• TASK INSTRUCTIONS
The entries need to be copied exactly.

- - - -

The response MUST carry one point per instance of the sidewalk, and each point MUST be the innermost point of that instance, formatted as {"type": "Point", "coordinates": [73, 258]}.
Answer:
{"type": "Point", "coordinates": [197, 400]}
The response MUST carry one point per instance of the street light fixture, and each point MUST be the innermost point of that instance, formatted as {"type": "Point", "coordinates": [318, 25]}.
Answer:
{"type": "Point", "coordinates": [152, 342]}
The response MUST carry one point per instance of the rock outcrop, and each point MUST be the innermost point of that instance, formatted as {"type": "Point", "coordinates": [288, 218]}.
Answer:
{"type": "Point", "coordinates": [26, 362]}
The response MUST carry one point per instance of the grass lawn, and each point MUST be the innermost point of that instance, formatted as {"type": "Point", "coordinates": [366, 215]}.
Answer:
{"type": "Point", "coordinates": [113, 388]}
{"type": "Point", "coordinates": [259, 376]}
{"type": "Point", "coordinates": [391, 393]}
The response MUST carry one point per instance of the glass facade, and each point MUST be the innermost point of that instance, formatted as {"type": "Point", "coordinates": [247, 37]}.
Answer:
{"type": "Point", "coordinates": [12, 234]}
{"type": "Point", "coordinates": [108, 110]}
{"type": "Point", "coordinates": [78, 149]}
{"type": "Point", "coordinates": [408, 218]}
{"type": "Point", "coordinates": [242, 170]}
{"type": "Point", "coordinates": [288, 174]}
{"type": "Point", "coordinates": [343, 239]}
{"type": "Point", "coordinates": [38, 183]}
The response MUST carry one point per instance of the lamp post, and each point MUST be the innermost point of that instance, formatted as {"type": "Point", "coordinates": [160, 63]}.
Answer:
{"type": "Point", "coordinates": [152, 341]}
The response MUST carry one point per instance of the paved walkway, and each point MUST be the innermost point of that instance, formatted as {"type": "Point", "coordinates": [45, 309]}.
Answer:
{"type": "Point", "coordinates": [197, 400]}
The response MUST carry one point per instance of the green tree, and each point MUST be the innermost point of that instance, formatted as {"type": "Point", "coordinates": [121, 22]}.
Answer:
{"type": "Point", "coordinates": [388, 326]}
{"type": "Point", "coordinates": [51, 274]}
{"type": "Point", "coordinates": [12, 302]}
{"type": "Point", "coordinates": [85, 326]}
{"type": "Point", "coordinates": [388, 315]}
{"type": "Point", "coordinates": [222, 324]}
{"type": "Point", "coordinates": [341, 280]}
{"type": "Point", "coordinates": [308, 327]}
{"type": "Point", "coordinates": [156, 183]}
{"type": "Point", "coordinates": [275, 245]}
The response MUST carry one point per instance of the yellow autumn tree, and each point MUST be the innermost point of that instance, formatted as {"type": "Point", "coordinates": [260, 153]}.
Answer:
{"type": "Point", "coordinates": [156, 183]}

- - - -

• RESPONSE TO THE TASK
The response MUST carry one point per instance of the sidewalk, and each point MUST be the innermost point of that instance, formatted as {"type": "Point", "coordinates": [73, 258]}.
Answer:
{"type": "Point", "coordinates": [197, 400]}
The response MUST carry one point per instance of the street light fixture, and each point MUST be the innermost point of that instance, formatted as {"type": "Point", "coordinates": [318, 25]}.
Answer:
{"type": "Point", "coordinates": [152, 342]}
The response MUST carry one point per instance of the rock outcrop, and each point MUST be the innermost point of that instance, formatted as {"type": "Point", "coordinates": [288, 218]}.
Answer:
{"type": "Point", "coordinates": [26, 362]}
The response MUST carry one point per instance of the grass lawn, and each point MUST be the innermost point of that instance, formatted as {"type": "Point", "coordinates": [366, 215]}.
Answer:
{"type": "Point", "coordinates": [113, 388]}
{"type": "Point", "coordinates": [259, 376]}
{"type": "Point", "coordinates": [391, 393]}
The response MUST carry one point per instance of the glass facade, and each point MUST be the innermost point of that instance, formatted as {"type": "Point", "coordinates": [247, 37]}.
Answer:
{"type": "Point", "coordinates": [12, 234]}
{"type": "Point", "coordinates": [108, 110]}
{"type": "Point", "coordinates": [78, 149]}
{"type": "Point", "coordinates": [408, 218]}
{"type": "Point", "coordinates": [242, 170]}
{"type": "Point", "coordinates": [288, 174]}
{"type": "Point", "coordinates": [343, 239]}
{"type": "Point", "coordinates": [38, 183]}
The response MUST carry one point per instance of the lamp post, and each point MUST be the innermost point of that instance, formatted as {"type": "Point", "coordinates": [160, 63]}.
Answer:
{"type": "Point", "coordinates": [152, 341]}
The response MUST carry one point per instance of the paved walkway, and each point MUST be the innermost point of that instance, formatted as {"type": "Point", "coordinates": [45, 309]}.
Answer:
{"type": "Point", "coordinates": [197, 400]}
The response MUST carry one point per instance of the green tree, and each point MUST be the innermost point of that instance, formatted as {"type": "Point", "coordinates": [121, 22]}.
Answer:
{"type": "Point", "coordinates": [388, 326]}
{"type": "Point", "coordinates": [51, 274]}
{"type": "Point", "coordinates": [12, 302]}
{"type": "Point", "coordinates": [85, 326]}
{"type": "Point", "coordinates": [388, 315]}
{"type": "Point", "coordinates": [222, 324]}
{"type": "Point", "coordinates": [341, 280]}
{"type": "Point", "coordinates": [308, 327]}
{"type": "Point", "coordinates": [156, 183]}
{"type": "Point", "coordinates": [275, 245]}
The response MUST carry one point per instance of the yellow autumn tree, and each point MUST be the innermost point of that instance, formatted as {"type": "Point", "coordinates": [260, 153]}.
Answer:
{"type": "Point", "coordinates": [156, 183]}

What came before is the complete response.